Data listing
═══

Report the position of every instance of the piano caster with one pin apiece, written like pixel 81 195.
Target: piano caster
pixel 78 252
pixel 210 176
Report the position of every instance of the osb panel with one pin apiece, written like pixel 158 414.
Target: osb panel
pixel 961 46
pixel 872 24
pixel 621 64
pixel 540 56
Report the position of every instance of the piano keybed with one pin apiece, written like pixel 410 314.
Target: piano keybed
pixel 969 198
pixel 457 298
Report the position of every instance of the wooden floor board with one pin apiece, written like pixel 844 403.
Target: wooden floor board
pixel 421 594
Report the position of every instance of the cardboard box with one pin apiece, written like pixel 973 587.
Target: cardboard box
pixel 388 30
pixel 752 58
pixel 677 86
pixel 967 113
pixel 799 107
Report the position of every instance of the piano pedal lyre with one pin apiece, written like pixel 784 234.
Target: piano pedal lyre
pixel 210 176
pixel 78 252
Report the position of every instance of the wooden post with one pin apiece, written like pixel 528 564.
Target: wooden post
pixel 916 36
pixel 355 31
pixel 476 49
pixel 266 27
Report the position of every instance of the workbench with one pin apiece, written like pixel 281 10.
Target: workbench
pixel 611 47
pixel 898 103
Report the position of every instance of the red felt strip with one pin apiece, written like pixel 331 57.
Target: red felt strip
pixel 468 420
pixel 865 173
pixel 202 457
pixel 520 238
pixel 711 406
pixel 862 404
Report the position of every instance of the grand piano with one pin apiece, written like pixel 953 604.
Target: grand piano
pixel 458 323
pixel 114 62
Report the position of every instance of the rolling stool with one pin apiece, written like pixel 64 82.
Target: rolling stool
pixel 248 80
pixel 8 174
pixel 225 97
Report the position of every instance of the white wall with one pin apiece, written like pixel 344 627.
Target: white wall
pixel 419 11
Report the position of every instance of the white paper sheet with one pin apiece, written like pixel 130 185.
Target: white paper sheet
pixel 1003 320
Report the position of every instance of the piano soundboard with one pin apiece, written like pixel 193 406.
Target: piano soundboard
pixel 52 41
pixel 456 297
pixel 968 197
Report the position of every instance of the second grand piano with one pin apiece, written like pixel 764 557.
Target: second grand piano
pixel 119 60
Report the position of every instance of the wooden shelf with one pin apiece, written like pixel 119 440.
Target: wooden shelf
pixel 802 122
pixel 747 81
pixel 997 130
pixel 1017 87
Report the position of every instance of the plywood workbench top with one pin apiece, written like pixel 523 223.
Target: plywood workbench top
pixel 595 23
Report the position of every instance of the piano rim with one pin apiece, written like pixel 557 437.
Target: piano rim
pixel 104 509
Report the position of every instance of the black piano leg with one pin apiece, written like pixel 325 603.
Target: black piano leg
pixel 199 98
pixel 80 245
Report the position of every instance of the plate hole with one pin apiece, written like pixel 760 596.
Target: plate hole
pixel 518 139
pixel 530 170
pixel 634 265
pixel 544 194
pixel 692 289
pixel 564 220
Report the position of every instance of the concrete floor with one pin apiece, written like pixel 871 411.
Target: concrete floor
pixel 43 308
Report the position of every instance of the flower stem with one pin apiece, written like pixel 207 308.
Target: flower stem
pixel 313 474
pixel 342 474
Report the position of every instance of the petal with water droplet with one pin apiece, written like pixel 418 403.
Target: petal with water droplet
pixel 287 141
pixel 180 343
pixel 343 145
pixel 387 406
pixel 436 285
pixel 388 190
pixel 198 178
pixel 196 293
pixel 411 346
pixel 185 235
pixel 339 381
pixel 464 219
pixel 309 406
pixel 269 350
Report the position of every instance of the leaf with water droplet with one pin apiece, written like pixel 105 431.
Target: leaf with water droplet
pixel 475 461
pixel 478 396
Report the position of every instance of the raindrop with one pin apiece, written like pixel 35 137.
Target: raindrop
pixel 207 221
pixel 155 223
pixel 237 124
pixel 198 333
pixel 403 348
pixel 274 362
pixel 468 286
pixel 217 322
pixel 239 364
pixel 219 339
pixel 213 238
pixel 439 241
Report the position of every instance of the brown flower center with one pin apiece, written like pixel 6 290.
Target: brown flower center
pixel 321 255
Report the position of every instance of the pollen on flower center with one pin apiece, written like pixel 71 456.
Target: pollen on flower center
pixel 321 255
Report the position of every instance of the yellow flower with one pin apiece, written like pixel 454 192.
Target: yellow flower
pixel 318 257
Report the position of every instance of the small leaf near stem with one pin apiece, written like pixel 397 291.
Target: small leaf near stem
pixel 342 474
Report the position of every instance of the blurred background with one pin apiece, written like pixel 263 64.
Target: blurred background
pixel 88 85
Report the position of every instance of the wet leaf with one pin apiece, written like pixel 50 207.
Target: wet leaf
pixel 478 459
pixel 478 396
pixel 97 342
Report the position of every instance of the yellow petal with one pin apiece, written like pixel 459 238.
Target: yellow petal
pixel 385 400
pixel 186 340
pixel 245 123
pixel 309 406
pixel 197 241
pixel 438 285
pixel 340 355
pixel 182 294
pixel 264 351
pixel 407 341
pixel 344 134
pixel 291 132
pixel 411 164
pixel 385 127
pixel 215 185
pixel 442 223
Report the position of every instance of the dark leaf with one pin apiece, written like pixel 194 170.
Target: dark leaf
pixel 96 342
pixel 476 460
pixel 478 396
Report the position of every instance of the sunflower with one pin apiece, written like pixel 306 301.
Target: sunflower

═══

The problem | Rewrite the records as a Markdown table with the columns n and Line, one row per line, numbered in order. Leave out blank lines.

Answer for the task |
| n | Line |
|---|---|
| 1 | Report the position of every instance of the piano caster with one pin apiece, written like pixel 81 195. |
| 2 | Target: piano caster |
| 3 | pixel 78 252 |
| 4 | pixel 210 176 |
| 5 | Report the position of every instance of the osb panel with one pin apiece, written like pixel 158 414. |
| 6 | Target: osb panel |
| 7 | pixel 961 46 |
| 8 | pixel 872 24 |
| 9 | pixel 621 64 |
| 10 | pixel 540 56 |
| 11 | Report the position of every instance of the piano keybed with one pin apiece, written like pixel 410 314. |
| 12 | Target: piano keybed |
| 13 | pixel 969 198 |
| 14 | pixel 457 298 |
| 15 | Report the position of every instance of the wooden floor board with one pin apiece, written like pixel 844 403. |
| 16 | Target: wooden floor board |
| 17 | pixel 421 594 |
| 18 | Report the position of every instance of the cardboard box with one pin apiece, written like pixel 973 587. |
| 19 | Target: cardboard box |
| 20 | pixel 388 30 |
| 21 | pixel 752 58 |
| 22 | pixel 677 86 |
| 23 | pixel 967 113 |
| 24 | pixel 799 107 |
| 25 | Report the position of every instance of the piano pedal lyre with one pin apiece, written like pixel 784 234. |
| 26 | Target: piano pedal lyre |
| 27 | pixel 210 176 |
| 28 | pixel 78 252 |
| 29 | Report the position of every instance of the wooden post with one pin apiece, written like pixel 528 564. |
| 30 | Target: wooden post |
| 31 | pixel 916 36 |
| 32 | pixel 355 31 |
| 33 | pixel 476 49 |
| 34 | pixel 266 27 |
| 35 | Report the position of every instance of the workbench with one pin apiece, written like pixel 281 10. |
| 36 | Target: workbench |
| 37 | pixel 611 47 |
| 38 | pixel 898 103 |
| 39 | Report the position of every instance of the red felt strip with one pin apiece, written like pixel 331 57. |
| 40 | Target: red felt strip |
| 41 | pixel 468 420 |
| 42 | pixel 865 173 |
| 43 | pixel 202 457 |
| 44 | pixel 520 238 |
| 45 | pixel 711 406 |
| 46 | pixel 862 404 |
| 47 | Report the position of every instance of the grand piano with one pin apiece, written like pixel 953 604. |
| 48 | Target: grand piano |
| 49 | pixel 458 323 |
| 50 | pixel 114 62 |
| 51 | Report the position of every instance of the rolling stool with one pin apiece, written like pixel 64 82. |
| 52 | Target: rolling stool |
| 53 | pixel 248 80 |
| 54 | pixel 8 174 |
| 55 | pixel 225 97 |
| 56 | Report the position of every instance of the white wall with one pin apiece, written like pixel 344 627. |
| 57 | Target: white wall |
| 58 | pixel 419 11 |
| 59 | Report the position of every instance of the white paper sheet with one pin apiece, written like pixel 130 185. |
| 60 | Target: white paper sheet |
| 61 | pixel 1003 320 |
| 62 | Report the position of every instance of the piano soundboard with one pin apiece, written like pixel 193 406. |
| 63 | Target: piano soundboard |
| 64 | pixel 52 41 |
| 65 | pixel 456 297 |
| 66 | pixel 968 197 |
| 67 | Report the position of every instance of the second grand piano with one pin apiece, written like pixel 764 557. |
| 68 | Target: second grand piano |
| 69 | pixel 119 60 |
| 70 | Report the position of every instance of the wooden shelf with one pin apiece, written like pixel 119 440. |
| 71 | Target: wooden shelf |
| 72 | pixel 802 122 |
| 73 | pixel 747 81 |
| 74 | pixel 997 130 |
| 75 | pixel 1017 87 |
| 76 | Report the position of every instance of the plywood workbench top with one pin apiece, written like pixel 523 223. |
| 77 | Target: plywood workbench top |
| 78 | pixel 595 23 |
| 79 | Report the position of every instance of the piano rim with one pin apiece, written like pixel 557 437. |
| 80 | Target: piano rim |
| 81 | pixel 104 509 |
| 82 | Report the position of every instance of the black piano leg with one pin apiece, written like pixel 325 603. |
| 83 | Target: black piano leg |
| 84 | pixel 199 98 |
| 85 | pixel 80 245 |
| 86 | Report the position of every instance of the plate hole with one pin apiece, written like pixel 760 596. |
| 87 | Target: plate hole |
| 88 | pixel 518 139 |
| 89 | pixel 530 170 |
| 90 | pixel 634 265 |
| 91 | pixel 544 194 |
| 92 | pixel 692 289 |
| 93 | pixel 564 220 |
| 94 | Report the position of every instance of the concrete floor with one pin apiece, written like pixel 871 411. |
| 95 | Target: concrete floor |
| 96 | pixel 43 308 |
| 97 | Report the position of every instance of the flower stem with one pin apiece, written like pixel 207 308. |
| 98 | Target: flower stem |
| 99 | pixel 313 474 |
| 100 | pixel 342 474 |
| 101 | Report the position of every instance of the petal with water droplet with one pin apiece, written like pixel 418 403. |
| 102 | Target: petal with water droplet |
| 103 | pixel 287 141 |
| 104 | pixel 180 343 |
| 105 | pixel 343 145 |
| 106 | pixel 387 406 |
| 107 | pixel 436 285 |
| 108 | pixel 388 190 |
| 109 | pixel 198 178 |
| 110 | pixel 196 293 |
| 111 | pixel 411 346 |
| 112 | pixel 185 235 |
| 113 | pixel 339 381 |
| 114 | pixel 464 219 |
| 115 | pixel 309 406 |
| 116 | pixel 269 350 |
| 117 | Report the position of every instance of the leaf with water droplet with one pin apiece, written like pixel 105 431. |
| 118 | Target: leaf with water droplet |
| 119 | pixel 475 461 |
| 120 | pixel 478 396 |
| 121 | Report the position of every instance of the raindrop with one pin apiece, written like pixel 35 137. |
| 122 | Target: raindrop |
| 123 | pixel 207 221 |
| 124 | pixel 155 223 |
| 125 | pixel 237 124 |
| 126 | pixel 198 333 |
| 127 | pixel 403 348 |
| 128 | pixel 274 362 |
| 129 | pixel 468 286 |
| 130 | pixel 217 322 |
| 131 | pixel 239 364 |
| 132 | pixel 219 339 |
| 133 | pixel 213 238 |
| 134 | pixel 439 241 |
| 135 | Report the position of every instance of the brown flower center with one pin apiece, written like pixel 6 290. |
| 136 | Target: brown flower center |
| 137 | pixel 321 255 |
| 138 | Report the position of every instance of the pollen on flower center with one pin apiece, written like pixel 71 456. |
| 139 | Target: pollen on flower center |
| 140 | pixel 321 255 |
| 141 | Report the position of every instance of the yellow flower with one pin apiece, written like pixel 454 192. |
| 142 | Target: yellow flower |
| 143 | pixel 318 257 |
| 144 | Report the position of every instance of the small leaf near stem with one pin apiece, written like pixel 397 291. |
| 145 | Target: small leaf near stem |
| 146 | pixel 342 474 |
| 147 | Report the position of every instance of the blurred background with one pin apiece, written like pixel 263 64. |
| 148 | Target: blurred background |
| 149 | pixel 88 85 |
| 150 | Report the position of every instance of the wet leaf with one pin apiece, written like pixel 50 207. |
| 151 | Target: wet leaf |
| 152 | pixel 478 459 |
| 153 | pixel 478 396 |
| 154 | pixel 97 342 |
| 155 | Report the position of every instance of the yellow petal with one pin apiece, written like pixel 459 238. |
| 156 | Target: yellow petal |
| 157 | pixel 385 400 |
| 158 | pixel 186 340 |
| 159 | pixel 245 123 |
| 160 | pixel 309 406 |
| 161 | pixel 197 241 |
| 162 | pixel 438 285 |
| 163 | pixel 340 355 |
| 164 | pixel 182 294 |
| 165 | pixel 264 351 |
| 166 | pixel 407 341 |
| 167 | pixel 344 134 |
| 168 | pixel 291 132 |
| 169 | pixel 411 164 |
| 170 | pixel 385 127 |
| 171 | pixel 215 185 |
| 172 | pixel 442 223 |
| 173 | Report the position of every instance of the dark leaf with one pin apiece, written like pixel 194 170. |
| 174 | Target: dark leaf |
| 175 | pixel 96 342 |
| 176 | pixel 476 460 |
| 177 | pixel 478 396 |
| 178 | Report the position of every instance of the sunflower with one pin apiece, written like pixel 306 301. |
| 179 | Target: sunflower |